§ **TEXT PASSAGE**
DCSA Approves 5000 Hellfires for Iraqi’s Fight Against ISIS | Sukhoi Begins Working Toward Modernized Su-34 | Mutual Disdain for NK Brings SK and Japan CloserJan 11, 2016 00:20 UTC
- A dummy US Hellfire missile has been accidentally sent to Cuba, sparking concerns that its technology may be leaked to US adversaries. The missile had initially been on loan to Spain and was being used for NATO training exercises. It then seemed to go on a bit of a wander through Europe, first to Germany and then through France to Charles de Gaulle airport. Instead of being shipped to Florida, it was loaded onto an Air France flight to Havana. Despite a recent thaw in relations between Washington and its long time Caribbean adversary, demands to have the Hellfire returned have so far gone unanswered. An investigation is under way as to whether the re-routing was a deliberate act of espionage or just incompetence. Needless to say, someone is getting fired for that blunder.
- Amid a shortage of BQM-74s at the Naval Air Warfare Center Weapons Division (NAWCWD), Northrop Grumman has taught the Threat/Target Systems Department (TTSD) how to upgrade older idle BQM-34 aerial targets. Twenty of the obsolete remnants from the 1990s have been upgraded to modern standards while BQM-74 replacements are being manufactured. Normal practice would have seen the upgrade work completed by outside contractors, but the TTSD got all DIY with guidance from Northrop. Someone at the NAWCWD must have the proverb “Teach a man to fish” hanging in their office.
Middle East North Africa
- The Sultanate of Oman has submitted a request for the purchase of 400 TOW 2B missiles, related equipment, and support. The foreign military sale was approved by the US Defense Security Cooperation Agency (DSCA) on Thursday. The $51 million sale includes 400 tube-launched optically tracked wire-guided (TOW) 2B Aero, Radio Frequency Missiles, and 7 TOW 2B Aero, RF Missile Fly-to-Buy Missiles aimed at advancing Oman’s efforts to develop an integrated ground defense capability.

§ **DATA EXCERPTS**
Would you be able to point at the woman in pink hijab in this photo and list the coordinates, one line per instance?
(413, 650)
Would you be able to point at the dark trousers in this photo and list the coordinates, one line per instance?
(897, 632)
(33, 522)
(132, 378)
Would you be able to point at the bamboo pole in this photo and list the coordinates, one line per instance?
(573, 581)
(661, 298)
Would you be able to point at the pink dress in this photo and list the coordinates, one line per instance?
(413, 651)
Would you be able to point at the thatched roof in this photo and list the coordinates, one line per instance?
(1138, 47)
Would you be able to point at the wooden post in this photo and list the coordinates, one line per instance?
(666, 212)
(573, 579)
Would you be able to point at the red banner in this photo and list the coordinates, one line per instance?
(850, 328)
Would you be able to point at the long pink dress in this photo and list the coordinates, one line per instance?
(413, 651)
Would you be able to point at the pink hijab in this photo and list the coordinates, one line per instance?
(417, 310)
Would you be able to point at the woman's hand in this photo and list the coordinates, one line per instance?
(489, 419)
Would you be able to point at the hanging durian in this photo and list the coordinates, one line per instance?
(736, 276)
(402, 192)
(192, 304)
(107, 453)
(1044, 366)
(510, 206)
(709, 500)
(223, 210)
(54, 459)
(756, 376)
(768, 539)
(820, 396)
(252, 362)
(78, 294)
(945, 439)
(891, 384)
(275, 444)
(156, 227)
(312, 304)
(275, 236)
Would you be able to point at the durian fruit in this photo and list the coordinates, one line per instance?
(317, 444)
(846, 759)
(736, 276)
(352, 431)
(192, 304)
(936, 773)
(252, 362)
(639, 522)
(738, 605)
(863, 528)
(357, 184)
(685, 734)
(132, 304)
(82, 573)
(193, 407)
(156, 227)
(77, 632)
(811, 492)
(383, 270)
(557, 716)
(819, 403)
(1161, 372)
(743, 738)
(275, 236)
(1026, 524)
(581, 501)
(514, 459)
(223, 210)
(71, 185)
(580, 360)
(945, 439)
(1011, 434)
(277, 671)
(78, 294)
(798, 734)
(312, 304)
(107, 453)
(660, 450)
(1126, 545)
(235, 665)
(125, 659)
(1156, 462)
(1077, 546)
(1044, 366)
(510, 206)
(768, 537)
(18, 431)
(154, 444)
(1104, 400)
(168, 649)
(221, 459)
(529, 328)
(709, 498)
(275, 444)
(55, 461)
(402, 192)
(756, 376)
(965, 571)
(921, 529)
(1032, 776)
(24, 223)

§ **TASKS**
1. Reproduce the part of the defense news roundup that begins at the words "Middle East North" and stops after "ground defense capability.".
2. Shorten the paragraph of the defense news roundup that opens with "The Sultanate of Oman has submitted a request", keeping its main facts.
The records were taken from a separate source.

§ **PER-TASK OUTPUTS**
1.
Middle East North Africa
- The Sultanate of Oman has submitted a request for the purchase of 400 TOW 2B missiles, related equipment, and support. The foreign military sale was approved by the US Defense Security Cooperation Agency (DSCA) on Thursday. The $51 million sale includes 400 tube-launched optically tracked wire-guided (TOW) 2B Aero, Radio Frequency Missiles, and 7 TOW 2B Aero, RF Missile Fly-to-Buy Missiles aimed at advancing Oman’s efforts to develop an integrated ground defense capability.

2. Oman has asked to buy 400 TOW 2B missiles, plus related equipment and support. The US Defense Security Cooperation Agency (DSCA) approved the $51 million foreign military sale on Thursday. It includes 400 TOW 2B Aero, Radio Frequency Missiles and 7 TOW 2B Aero, RF Missile Fly-to-Buy Missiles, which are meant to advance Oman's efforts to develop an integrated ground defense capability.